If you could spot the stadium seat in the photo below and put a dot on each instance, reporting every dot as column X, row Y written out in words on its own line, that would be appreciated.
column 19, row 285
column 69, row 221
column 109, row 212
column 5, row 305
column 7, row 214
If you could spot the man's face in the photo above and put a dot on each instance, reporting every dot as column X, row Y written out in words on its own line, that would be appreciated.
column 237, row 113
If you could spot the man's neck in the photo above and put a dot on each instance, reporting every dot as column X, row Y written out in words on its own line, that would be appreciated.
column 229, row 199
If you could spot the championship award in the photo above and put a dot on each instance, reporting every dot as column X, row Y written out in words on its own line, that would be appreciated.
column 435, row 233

········

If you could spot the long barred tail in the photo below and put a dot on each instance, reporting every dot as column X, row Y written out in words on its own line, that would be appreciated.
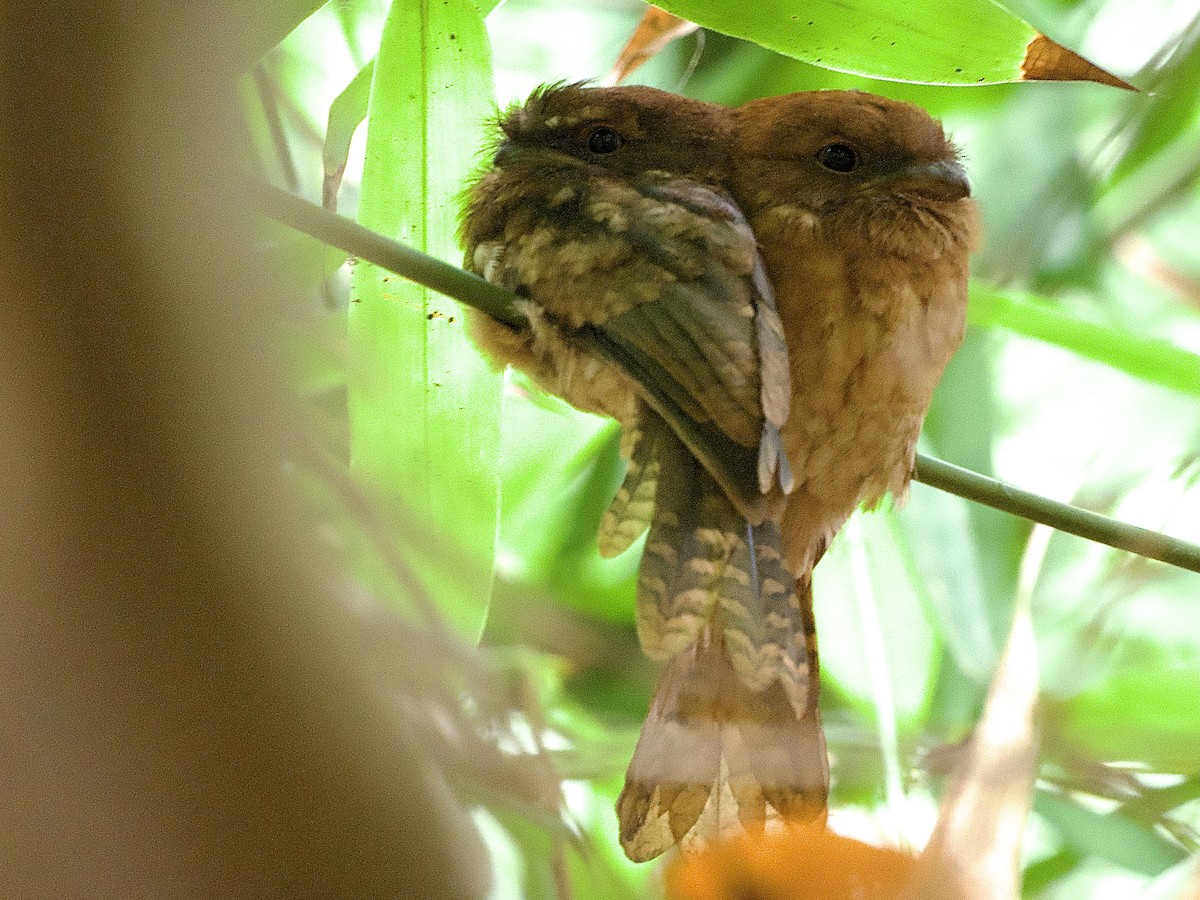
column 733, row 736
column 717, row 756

········

■ Set problem
Rewrite the part of the material that opens with the line containing "If you could spot the long" and closes with the line containing "column 717, row 756", putting "striped tail" in place of "long barred tail" and keeping everything else the same. Leave the picture out of your answer.

■ Result for this exercise
If you could spot the striped tail in the photo below and put a dot on each instance, reporting every dot as column X, row Y written out in words on its own line, that would be appreciated.
column 733, row 736
column 717, row 756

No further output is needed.